Goal of the exercise:
Write out all the rows again, swapping every "Practice Worksheet" for "Review Sheet" and changing nothing else.

Extracted entries:
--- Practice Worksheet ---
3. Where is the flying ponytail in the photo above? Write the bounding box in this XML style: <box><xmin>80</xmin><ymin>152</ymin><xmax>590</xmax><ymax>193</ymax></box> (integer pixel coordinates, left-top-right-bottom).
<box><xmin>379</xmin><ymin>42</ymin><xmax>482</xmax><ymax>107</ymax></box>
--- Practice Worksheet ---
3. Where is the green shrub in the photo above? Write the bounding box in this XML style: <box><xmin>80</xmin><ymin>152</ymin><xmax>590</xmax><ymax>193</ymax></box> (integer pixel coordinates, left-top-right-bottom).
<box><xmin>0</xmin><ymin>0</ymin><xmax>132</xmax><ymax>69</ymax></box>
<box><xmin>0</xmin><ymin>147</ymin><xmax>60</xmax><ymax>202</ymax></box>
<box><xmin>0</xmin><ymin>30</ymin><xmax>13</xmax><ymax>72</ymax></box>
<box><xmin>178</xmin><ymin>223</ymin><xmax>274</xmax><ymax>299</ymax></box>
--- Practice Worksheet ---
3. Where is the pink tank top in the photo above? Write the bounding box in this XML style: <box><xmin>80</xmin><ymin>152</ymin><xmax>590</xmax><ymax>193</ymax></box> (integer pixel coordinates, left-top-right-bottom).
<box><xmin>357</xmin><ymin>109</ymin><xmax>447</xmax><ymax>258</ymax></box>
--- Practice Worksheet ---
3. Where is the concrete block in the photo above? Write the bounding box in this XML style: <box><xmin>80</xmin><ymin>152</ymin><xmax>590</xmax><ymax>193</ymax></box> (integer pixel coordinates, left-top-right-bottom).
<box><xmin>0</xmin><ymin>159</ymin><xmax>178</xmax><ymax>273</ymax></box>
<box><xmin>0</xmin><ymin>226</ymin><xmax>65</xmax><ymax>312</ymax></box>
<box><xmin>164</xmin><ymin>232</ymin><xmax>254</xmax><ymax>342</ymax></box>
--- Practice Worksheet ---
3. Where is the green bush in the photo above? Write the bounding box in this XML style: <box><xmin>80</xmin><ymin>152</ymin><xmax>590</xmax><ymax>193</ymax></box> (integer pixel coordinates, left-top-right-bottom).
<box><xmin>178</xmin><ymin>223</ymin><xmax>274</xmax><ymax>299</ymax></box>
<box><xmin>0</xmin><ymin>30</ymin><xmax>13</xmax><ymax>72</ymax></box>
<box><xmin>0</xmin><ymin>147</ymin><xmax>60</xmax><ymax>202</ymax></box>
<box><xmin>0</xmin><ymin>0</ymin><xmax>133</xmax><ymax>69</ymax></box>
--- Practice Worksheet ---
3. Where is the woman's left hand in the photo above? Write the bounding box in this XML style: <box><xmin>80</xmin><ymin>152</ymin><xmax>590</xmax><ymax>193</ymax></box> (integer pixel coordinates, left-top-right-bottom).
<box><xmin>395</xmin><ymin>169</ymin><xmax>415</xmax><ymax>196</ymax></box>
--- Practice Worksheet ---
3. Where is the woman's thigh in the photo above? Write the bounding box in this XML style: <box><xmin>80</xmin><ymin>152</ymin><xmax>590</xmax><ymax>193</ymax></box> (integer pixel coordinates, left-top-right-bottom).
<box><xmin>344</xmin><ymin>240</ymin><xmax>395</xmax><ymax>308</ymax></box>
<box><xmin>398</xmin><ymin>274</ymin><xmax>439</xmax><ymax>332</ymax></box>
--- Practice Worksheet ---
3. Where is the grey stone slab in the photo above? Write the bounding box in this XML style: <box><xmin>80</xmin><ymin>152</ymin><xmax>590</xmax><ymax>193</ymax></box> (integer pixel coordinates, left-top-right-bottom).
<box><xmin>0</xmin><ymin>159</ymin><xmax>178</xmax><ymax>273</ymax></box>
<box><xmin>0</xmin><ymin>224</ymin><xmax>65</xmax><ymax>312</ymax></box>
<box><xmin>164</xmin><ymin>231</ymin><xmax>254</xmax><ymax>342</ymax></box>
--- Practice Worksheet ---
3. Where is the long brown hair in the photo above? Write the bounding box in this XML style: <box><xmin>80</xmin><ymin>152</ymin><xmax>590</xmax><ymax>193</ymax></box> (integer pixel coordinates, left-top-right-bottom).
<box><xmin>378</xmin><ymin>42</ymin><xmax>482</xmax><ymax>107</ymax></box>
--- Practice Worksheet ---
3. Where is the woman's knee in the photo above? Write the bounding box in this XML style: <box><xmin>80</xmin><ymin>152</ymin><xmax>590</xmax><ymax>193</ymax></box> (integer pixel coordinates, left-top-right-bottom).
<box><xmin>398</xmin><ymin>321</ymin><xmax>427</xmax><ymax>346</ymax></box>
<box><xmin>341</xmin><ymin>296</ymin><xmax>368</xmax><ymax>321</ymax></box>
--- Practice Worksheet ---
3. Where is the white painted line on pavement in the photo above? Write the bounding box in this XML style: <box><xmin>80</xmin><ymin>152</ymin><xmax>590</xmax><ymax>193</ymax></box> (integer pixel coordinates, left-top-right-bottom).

Correct answer:
--- Review Sheet ---
3. Where is the flying ponytail in the photo above? Write the bounding box in this XML style: <box><xmin>80</xmin><ymin>152</ymin><xmax>590</xmax><ymax>193</ymax></box> (integer pixel coordinates, left-top-right-bottom).
<box><xmin>379</xmin><ymin>42</ymin><xmax>482</xmax><ymax>107</ymax></box>
--- Review Sheet ---
3. Where is the green shrub in the photo above? Write the bounding box in this XML style: <box><xmin>80</xmin><ymin>152</ymin><xmax>590</xmax><ymax>193</ymax></box> (integer pixel coordinates, left-top-right-bottom).
<box><xmin>0</xmin><ymin>0</ymin><xmax>132</xmax><ymax>69</ymax></box>
<box><xmin>0</xmin><ymin>147</ymin><xmax>60</xmax><ymax>202</ymax></box>
<box><xmin>0</xmin><ymin>30</ymin><xmax>13</xmax><ymax>72</ymax></box>
<box><xmin>178</xmin><ymin>223</ymin><xmax>274</xmax><ymax>299</ymax></box>
--- Review Sheet ---
3. Where is the pink tank top in the photo above? Write the bounding box in this XML style: <box><xmin>80</xmin><ymin>152</ymin><xmax>590</xmax><ymax>193</ymax></box> (integer pixel coordinates, left-top-right-bottom).
<box><xmin>357</xmin><ymin>109</ymin><xmax>447</xmax><ymax>258</ymax></box>
--- Review Sheet ---
3. Where is the concrete block in the photo above? Write the bounding box in this XML style: <box><xmin>80</xmin><ymin>152</ymin><xmax>590</xmax><ymax>193</ymax></box> (integer pixel coordinates, left-top-right-bottom).
<box><xmin>0</xmin><ymin>159</ymin><xmax>178</xmax><ymax>273</ymax></box>
<box><xmin>0</xmin><ymin>226</ymin><xmax>65</xmax><ymax>312</ymax></box>
<box><xmin>164</xmin><ymin>232</ymin><xmax>254</xmax><ymax>342</ymax></box>
--- Review Sheet ---
3. Where is the green bush in the photo above? Write the bounding box in this XML style: <box><xmin>80</xmin><ymin>152</ymin><xmax>590</xmax><ymax>193</ymax></box> (integer pixel coordinates, left-top-right-bottom).
<box><xmin>178</xmin><ymin>223</ymin><xmax>274</xmax><ymax>299</ymax></box>
<box><xmin>0</xmin><ymin>30</ymin><xmax>13</xmax><ymax>72</ymax></box>
<box><xmin>0</xmin><ymin>147</ymin><xmax>60</xmax><ymax>202</ymax></box>
<box><xmin>0</xmin><ymin>0</ymin><xmax>133</xmax><ymax>69</ymax></box>
--- Review Sheet ---
3. Where is the woman's left hand in the photo above? Write the bounding box in this XML style: <box><xmin>80</xmin><ymin>152</ymin><xmax>590</xmax><ymax>193</ymax></box> (integer pixel coordinates, left-top-right-bottom).
<box><xmin>395</xmin><ymin>169</ymin><xmax>415</xmax><ymax>196</ymax></box>
--- Review Sheet ---
3. Where is the woman's thigh in the photo above? Write the bounding box in this XML style: <box><xmin>80</xmin><ymin>152</ymin><xmax>590</xmax><ymax>193</ymax></box> (integer pixel coordinates, left-top-right-bottom).
<box><xmin>344</xmin><ymin>240</ymin><xmax>395</xmax><ymax>308</ymax></box>
<box><xmin>398</xmin><ymin>274</ymin><xmax>439</xmax><ymax>332</ymax></box>
--- Review Sheet ---
3. Where is the grey stone slab in the photo above? Write the bounding box in this XML style: <box><xmin>80</xmin><ymin>152</ymin><xmax>590</xmax><ymax>193</ymax></box> (integer pixel coordinates, left-top-right-bottom).
<box><xmin>0</xmin><ymin>159</ymin><xmax>178</xmax><ymax>273</ymax></box>
<box><xmin>0</xmin><ymin>224</ymin><xmax>65</xmax><ymax>312</ymax></box>
<box><xmin>164</xmin><ymin>231</ymin><xmax>254</xmax><ymax>342</ymax></box>
--- Review Sheet ---
3. Where is the long brown hair in the photo above? Write the bounding box in this XML style: <box><xmin>80</xmin><ymin>152</ymin><xmax>590</xmax><ymax>193</ymax></box> (integer pixel coordinates, left-top-right-bottom).
<box><xmin>378</xmin><ymin>42</ymin><xmax>482</xmax><ymax>107</ymax></box>
--- Review Sheet ---
3. Where is the woman's knee in the photo above? Write the bounding box in this XML style: <box><xmin>80</xmin><ymin>152</ymin><xmax>590</xmax><ymax>193</ymax></box> (integer pixel coordinates, left-top-right-bottom).
<box><xmin>398</xmin><ymin>321</ymin><xmax>427</xmax><ymax>346</ymax></box>
<box><xmin>341</xmin><ymin>296</ymin><xmax>368</xmax><ymax>321</ymax></box>
--- Review Sheet ---
3. Where is the white painted line on pavement in the photo above? Write the bounding box in this XML style: <box><xmin>80</xmin><ymin>152</ymin><xmax>590</xmax><ymax>193</ymax></box> (integer pixel coordinates, left-top-right-bottom).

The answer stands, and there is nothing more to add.